**Exercise goal:**
Reproduce the listing below precisely, leaving every line intact.
====
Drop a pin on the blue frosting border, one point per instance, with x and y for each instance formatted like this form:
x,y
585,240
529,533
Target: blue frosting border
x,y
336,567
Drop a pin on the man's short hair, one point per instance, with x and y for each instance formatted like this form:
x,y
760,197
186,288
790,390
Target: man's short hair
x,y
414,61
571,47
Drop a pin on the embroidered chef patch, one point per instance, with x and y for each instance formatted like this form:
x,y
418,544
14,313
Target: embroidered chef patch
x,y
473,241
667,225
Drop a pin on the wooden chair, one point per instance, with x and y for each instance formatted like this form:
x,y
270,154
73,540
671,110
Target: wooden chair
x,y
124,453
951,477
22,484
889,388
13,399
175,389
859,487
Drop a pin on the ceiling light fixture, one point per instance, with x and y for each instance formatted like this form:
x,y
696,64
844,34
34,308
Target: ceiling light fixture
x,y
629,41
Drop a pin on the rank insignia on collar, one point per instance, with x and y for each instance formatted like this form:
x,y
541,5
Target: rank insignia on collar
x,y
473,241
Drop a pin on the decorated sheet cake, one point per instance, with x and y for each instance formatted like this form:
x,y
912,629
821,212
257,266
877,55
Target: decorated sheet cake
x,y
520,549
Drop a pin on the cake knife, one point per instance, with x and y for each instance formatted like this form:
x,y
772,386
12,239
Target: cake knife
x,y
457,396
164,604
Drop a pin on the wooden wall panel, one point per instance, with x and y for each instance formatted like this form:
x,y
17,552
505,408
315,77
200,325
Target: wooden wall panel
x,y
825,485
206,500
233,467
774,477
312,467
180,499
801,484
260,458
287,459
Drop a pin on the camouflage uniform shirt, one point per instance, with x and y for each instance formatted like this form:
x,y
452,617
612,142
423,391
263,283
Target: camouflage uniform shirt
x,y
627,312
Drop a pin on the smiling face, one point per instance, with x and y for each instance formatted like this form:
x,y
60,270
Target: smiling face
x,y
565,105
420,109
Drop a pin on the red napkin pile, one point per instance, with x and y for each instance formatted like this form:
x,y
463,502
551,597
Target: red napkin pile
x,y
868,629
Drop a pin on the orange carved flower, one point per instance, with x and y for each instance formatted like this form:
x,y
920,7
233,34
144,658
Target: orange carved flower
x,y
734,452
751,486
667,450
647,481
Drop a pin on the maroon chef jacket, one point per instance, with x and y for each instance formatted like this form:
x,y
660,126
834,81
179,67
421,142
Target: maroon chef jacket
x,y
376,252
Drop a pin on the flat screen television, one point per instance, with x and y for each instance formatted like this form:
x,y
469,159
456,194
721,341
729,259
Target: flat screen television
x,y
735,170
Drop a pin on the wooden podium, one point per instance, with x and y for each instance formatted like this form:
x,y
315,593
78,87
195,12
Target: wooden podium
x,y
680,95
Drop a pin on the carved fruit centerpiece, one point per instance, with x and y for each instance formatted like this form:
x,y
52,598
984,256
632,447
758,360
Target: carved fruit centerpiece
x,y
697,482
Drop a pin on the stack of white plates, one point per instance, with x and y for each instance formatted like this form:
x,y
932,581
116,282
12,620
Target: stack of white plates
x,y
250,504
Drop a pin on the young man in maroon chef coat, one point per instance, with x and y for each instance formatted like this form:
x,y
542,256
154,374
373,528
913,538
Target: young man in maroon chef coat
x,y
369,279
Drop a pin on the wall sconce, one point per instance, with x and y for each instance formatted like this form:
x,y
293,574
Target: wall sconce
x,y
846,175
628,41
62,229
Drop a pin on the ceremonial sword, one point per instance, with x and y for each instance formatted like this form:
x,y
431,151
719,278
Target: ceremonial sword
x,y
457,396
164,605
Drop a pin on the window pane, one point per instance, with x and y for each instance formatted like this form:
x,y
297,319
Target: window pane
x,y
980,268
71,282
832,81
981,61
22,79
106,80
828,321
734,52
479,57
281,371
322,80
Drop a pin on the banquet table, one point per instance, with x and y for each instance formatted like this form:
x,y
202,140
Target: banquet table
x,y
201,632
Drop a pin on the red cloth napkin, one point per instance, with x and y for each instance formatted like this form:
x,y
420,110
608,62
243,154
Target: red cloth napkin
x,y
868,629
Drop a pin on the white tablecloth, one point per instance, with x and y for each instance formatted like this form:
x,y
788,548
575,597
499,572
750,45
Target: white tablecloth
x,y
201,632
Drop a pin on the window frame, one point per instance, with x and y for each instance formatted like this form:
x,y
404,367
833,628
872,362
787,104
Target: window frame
====
**Result of this task:**
Drop a pin on the blue frosting border, one point per instance, with x and y for each instance formatted like this form:
x,y
585,240
529,533
Target: blue frosting border
x,y
336,567
Drop a pin on the man's short hair, one point per instance, with x and y for each instance formatted like this form:
x,y
760,197
186,288
790,390
Target: man's short hair
x,y
414,61
571,47
Drop a pin on the embroidered chef patch, one point per instance, with x and y for each instance formatted like this form:
x,y
418,544
14,313
Target: embroidered chef patch
x,y
473,241
667,225
Drop a pin on the wooden chair, one point per instance, with x and y for each instance formatted like this form:
x,y
270,154
73,540
671,110
Target: wooden chair
x,y
124,453
951,477
22,484
889,388
13,399
175,389
859,487
Drop a pin on the ceiling light fixture, one point per instance, with x and y for each instance formatted like this form:
x,y
696,64
844,34
34,308
Target: ceiling light fixture
x,y
629,41
Drop a pin on the rank insignia on collar, one point per instance, with x and y for each instance formatted like this form:
x,y
541,5
Target: rank insignia on collar
x,y
473,241
Drop a pin on the decorated sheet cake, one point per instance, with x and y for each instance formatted like this form:
x,y
912,629
821,212
257,266
877,55
Target: decorated sheet cake
x,y
520,549
Drop a pin on the cake knife, one point per instance, with x and y for each instance formatted like this form:
x,y
772,386
12,239
Target: cake knife
x,y
457,396
164,604
Drop a pin on the wooden wall panel, one point per instance, with x and y for each instance formatted like this form:
x,y
17,552
505,408
315,77
200,325
Target: wooden wall panel
x,y
825,485
206,500
233,467
774,477
312,467
180,499
801,484
260,458
287,459
Drop a pin on the camouflage uniform shirt, one point per instance, with x and y for each instance formatted like this form:
x,y
452,617
612,142
423,391
263,283
Target: camouflage uniform shirt
x,y
627,312
Drop a pin on the smiling face, one point per instance, with x and y for each instance formatted like this form:
x,y
60,270
Target: smiling face
x,y
565,105
420,109
Drop a pin on the red napkin pile, one point per instance, with x and y for each instance formatted like this form:
x,y
463,502
551,597
Target: red napkin pile
x,y
868,629
Drop a pin on the orange carved flower, one point per instance, with x and y for each instance formatted like this form:
x,y
920,7
233,34
144,658
Target: orange carved flower
x,y
734,452
751,486
667,450
647,481
Drop a pin on the maroon chef jacket, one point per instance, with x and y for each instance formatted like this form:
x,y
660,126
834,81
179,67
421,142
Target: maroon chef jacket
x,y
376,252
Drop a pin on the flat screen television, one point per instance, with x and y for each instance formatted like this form:
x,y
469,159
456,194
721,341
729,259
Target: flat screen television
x,y
735,170
Drop a pin on the wooden podium, one point per instance, with x and y for each instance formatted like this form:
x,y
315,593
78,87
195,12
Target: wooden podium
x,y
680,95
Drop a pin on the carved fruit centerpiece, one point per instance, with x and y for each instance formatted like this form:
x,y
52,598
984,256
632,447
758,360
Target: carved fruit centerpiece
x,y
697,482
Drop a pin on the stack of white plates, one point per instance, with x and y for each instance formatted like this form:
x,y
932,581
116,282
12,620
Target: stack of white plates
x,y
250,504
Drop a pin on the young man in maroon chef coat, one point per instance, with x and y for each instance formatted like this form:
x,y
542,256
154,374
373,528
913,538
Target: young man in maroon chef coat
x,y
369,279
Drop a pin on the wall sconce, one point per instance, with x and y for each instance formatted like this form:
x,y
293,574
Target: wall sconce
x,y
846,175
628,41
62,229
Drop a pin on the ceremonial sword, one point per instance, with x and y for each instance formatted like this form:
x,y
431,151
719,278
Target: ceremonial sword
x,y
457,396
164,605
Drop a pin on the window pane, one point per instance, with x and y for each instance formatted like this form:
x,y
297,319
Target: window pane
x,y
980,268
71,282
832,81
981,61
22,79
106,80
828,321
734,52
479,57
281,371
322,80
Drop a pin on the banquet table, one point per instance, with x and y for each instance formatted like this form:
x,y
202,140
Target: banquet table
x,y
201,632
Drop a pin on the red cloth napkin, one point per instance, with x and y for each instance formatted like this form:
x,y
420,110
608,62
243,154
Target: red cloth napkin
x,y
868,629
Drop a pin on the white tablecloth, one point per instance, with x and y for each instance formatted like this form:
x,y
788,548
575,597
499,572
750,45
Target: white tablecloth
x,y
201,632
Drop a pin on the window frame, one point per instance, with x and y for each instance formatted like this form:
x,y
404,367
833,628
872,362
787,104
Target: window frame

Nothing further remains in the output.